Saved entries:

== Segment start ==

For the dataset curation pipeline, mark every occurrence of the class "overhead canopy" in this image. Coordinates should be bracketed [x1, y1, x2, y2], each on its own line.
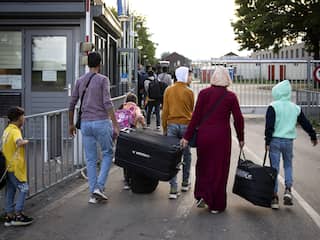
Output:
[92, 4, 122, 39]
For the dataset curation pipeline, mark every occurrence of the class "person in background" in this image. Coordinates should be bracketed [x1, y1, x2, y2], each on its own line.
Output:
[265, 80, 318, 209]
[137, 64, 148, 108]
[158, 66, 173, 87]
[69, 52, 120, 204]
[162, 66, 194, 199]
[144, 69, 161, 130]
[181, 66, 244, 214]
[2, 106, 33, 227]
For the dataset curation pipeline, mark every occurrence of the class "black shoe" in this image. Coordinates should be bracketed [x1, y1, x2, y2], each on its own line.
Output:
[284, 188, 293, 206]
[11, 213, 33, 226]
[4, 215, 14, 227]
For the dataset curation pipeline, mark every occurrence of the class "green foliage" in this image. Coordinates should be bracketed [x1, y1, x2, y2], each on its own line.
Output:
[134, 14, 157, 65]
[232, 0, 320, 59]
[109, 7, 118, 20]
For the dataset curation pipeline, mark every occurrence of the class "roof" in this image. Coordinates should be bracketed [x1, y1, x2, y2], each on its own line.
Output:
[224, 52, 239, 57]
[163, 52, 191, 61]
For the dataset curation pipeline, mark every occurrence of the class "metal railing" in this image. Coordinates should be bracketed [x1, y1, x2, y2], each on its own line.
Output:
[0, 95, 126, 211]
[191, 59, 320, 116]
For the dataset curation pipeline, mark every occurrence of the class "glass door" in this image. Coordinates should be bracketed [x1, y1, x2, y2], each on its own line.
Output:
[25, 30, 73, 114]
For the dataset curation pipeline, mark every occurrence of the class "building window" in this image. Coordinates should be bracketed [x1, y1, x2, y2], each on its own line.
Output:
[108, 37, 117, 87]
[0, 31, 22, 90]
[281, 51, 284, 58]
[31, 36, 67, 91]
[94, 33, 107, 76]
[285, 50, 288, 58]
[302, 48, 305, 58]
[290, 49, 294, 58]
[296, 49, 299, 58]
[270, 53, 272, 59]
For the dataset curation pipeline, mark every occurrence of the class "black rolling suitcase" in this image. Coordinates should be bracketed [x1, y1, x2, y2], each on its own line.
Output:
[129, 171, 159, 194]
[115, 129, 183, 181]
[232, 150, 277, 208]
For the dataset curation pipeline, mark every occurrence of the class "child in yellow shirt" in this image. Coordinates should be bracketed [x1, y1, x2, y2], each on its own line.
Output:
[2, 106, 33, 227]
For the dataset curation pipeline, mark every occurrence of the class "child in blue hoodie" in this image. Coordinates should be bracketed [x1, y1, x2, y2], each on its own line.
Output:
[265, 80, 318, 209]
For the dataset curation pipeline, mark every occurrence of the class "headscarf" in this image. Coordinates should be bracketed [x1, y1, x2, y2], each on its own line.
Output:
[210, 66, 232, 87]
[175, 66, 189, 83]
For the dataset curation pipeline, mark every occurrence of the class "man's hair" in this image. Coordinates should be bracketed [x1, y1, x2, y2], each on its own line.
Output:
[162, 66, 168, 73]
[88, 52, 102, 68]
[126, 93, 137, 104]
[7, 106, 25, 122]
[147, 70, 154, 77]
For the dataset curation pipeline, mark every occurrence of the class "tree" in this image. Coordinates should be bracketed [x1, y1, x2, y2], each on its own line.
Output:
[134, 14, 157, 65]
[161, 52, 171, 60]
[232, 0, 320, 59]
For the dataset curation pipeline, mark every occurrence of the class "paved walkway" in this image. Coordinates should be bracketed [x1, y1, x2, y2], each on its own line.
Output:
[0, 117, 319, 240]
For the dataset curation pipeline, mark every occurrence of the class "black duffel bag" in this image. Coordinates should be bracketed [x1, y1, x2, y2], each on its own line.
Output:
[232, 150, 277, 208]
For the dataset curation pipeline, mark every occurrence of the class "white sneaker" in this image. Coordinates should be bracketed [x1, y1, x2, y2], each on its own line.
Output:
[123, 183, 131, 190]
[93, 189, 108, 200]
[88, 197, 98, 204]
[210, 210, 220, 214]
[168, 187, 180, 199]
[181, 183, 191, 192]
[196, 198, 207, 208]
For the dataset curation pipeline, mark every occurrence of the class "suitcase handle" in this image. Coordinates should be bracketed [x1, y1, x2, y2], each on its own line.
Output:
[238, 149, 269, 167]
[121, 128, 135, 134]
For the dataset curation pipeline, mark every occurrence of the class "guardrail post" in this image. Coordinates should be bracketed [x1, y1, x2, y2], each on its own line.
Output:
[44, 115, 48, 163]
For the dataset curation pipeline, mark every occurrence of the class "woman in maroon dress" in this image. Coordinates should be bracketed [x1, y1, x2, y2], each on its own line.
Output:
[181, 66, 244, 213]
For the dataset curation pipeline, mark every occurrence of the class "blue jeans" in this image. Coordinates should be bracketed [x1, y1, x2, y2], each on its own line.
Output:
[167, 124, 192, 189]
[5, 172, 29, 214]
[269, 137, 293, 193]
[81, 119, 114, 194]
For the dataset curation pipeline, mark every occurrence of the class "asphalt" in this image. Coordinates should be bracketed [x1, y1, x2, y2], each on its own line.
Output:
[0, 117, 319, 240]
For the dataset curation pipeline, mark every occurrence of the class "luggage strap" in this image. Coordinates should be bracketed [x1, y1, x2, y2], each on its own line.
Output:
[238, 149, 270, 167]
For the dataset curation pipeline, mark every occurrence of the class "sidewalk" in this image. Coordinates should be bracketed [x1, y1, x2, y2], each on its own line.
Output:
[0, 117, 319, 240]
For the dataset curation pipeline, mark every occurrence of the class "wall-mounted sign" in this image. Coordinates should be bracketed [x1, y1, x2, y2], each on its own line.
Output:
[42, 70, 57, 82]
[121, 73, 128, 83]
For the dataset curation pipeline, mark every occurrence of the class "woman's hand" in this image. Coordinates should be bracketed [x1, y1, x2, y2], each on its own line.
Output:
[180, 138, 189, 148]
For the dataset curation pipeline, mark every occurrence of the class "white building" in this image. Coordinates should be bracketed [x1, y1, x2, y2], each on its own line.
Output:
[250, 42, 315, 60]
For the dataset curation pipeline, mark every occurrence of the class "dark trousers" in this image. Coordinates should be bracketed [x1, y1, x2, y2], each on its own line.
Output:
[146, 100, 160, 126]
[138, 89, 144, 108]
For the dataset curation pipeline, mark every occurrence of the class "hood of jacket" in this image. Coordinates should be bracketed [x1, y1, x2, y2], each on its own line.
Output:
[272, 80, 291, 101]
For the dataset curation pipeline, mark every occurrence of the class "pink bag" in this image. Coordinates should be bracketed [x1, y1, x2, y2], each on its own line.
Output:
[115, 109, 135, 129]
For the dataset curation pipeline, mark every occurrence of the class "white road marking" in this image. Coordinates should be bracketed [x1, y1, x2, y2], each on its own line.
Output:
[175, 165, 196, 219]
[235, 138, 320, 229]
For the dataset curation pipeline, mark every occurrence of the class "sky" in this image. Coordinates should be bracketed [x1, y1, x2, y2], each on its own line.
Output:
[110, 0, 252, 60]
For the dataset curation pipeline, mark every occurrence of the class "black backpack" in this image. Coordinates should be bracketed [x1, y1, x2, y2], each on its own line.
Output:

== Segment end ==

Pull out every line holding "building" from the records above, and copy it.

▶ Task output:
For the dataset curation pipeline, mark every occurrence of the class "building window" in this image. Coordinates should be bracketed [x1, y1, x2, y2], each on its own line.
For the dataset curation pipeline, mark every occurrence of the class "white building" in this image. Coordinates should be bracketed [x1, y1, x2, y2], each on its own line.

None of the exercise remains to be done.